▶ 引用文:
+++

「大抵の病気は歩けば治ってしまう」というような趣旨を言っている人がいた。長尾和宏さん(関西方面の医師で、本をたくさん出している方)の本の広告でみたのだろうか。まさに、その通りであると思う。もちろん、足部や脚部に障害がある時に無理をして歩くのは百害あって一利なしだろう。ただ、昔から人類が狩猟生活で生きているときには、走って狩りをするのが日常であったろう。稲作文化の時代になって定住したとしても、耕作は重労働であり運動でもあったろう。古来の人類にとって、日の出と共に活動して、日に入りと共に休息して眠るのが自然であったはずだ。電気の発見により、日没のあとも働くの現代人の不健康の原因であることは自明だろう。
さて、今回紹介する座談会『運動腫瘍学の可能性を探る』には、「”Exercise Oncology”生涯にわたっる運動の実践へ」という副題がついている。この座談会は、医学界新聞の最新号(第3484号、2022年9月5日)に掲載されていた。興味を惹かれたので、記憶と記録のためにまとておく。
<運動によるがんの予防、がん治療中の副作用の軽減、がん治療後のQOL向上などを目的とした学問で、米国ではがん患者が治療をうけた帰りにスポーツジムに寄り、汗を流すことも珍しくない光景だ。>
上のようにイントロに書いてあった。出席者は、司会の高野利実さん(がん研有明病院・乳腺内科)、越智英輔さん(法政大学生命科学部・大学院スポーツ健康学)、がんのリハビリテーションの研究で著名な辻哲也さん(慶応義塾大学。・リハビリテーション医学)、がん患者の循環器診療を行っている志賀太郎さん(がん研有明病院・腫瘍循環器・循環器内科)の4名だ。

+++

▶ 質問:
1. 運動腫瘍学についての引用文で、座談会が載っていた新聞は何で、第何号ですか。
2. 運動腫瘍学の座談会を紹介する引用文を、最後の文の後から続けてください。
次の資料は上の引用文とは関係のない、別のものです。

+++

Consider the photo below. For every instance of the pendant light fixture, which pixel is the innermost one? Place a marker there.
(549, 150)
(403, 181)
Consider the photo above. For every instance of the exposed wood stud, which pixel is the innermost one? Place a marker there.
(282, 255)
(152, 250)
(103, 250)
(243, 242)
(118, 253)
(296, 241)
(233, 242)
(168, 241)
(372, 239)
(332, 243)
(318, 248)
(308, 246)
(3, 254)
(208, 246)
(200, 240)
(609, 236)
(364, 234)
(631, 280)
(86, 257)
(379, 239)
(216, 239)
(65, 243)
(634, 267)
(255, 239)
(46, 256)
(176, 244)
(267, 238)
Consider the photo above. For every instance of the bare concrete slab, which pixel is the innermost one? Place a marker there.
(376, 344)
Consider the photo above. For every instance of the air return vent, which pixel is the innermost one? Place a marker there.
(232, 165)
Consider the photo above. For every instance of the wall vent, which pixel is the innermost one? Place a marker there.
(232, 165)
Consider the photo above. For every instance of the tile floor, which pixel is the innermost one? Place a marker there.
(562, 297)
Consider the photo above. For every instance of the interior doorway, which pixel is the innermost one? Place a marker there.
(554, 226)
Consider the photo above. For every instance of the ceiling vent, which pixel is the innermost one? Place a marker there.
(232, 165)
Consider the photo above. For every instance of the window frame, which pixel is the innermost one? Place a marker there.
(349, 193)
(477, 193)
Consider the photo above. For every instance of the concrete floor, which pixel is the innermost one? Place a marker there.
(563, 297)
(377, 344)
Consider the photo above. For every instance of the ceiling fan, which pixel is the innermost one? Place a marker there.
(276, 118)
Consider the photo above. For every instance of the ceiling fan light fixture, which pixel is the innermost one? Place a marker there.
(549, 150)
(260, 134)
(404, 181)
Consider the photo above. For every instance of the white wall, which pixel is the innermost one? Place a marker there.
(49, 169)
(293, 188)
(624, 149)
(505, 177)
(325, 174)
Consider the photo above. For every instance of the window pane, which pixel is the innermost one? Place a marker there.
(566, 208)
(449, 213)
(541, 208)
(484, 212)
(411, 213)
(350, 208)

+++

▶ 解答:
1. 医学界新聞の第3484号(2022年9月5日)です。

2.
司会の高野さんが、運動腫瘍学の概念を次のようにまとめている。
<ひとはがんを発症する前の「がん予防」の段階からCancer Journey( がんとの共生)が始まっており、「がん治療」「がんケア」「緩和ケア」「がんサバイバーシップケア」の全てに運動腫瘍がかかわっている。>
日本では、上記のような運動腫瘍学の取り組みはこれからのようだ。だから、タイトルに「可能性を探る」と明記してあるのだろう。ところが、歩ければ、歩いていれば、あるいは歩けるように快復してくれば、もっと生き延びることができると言うのは自明であるだろう。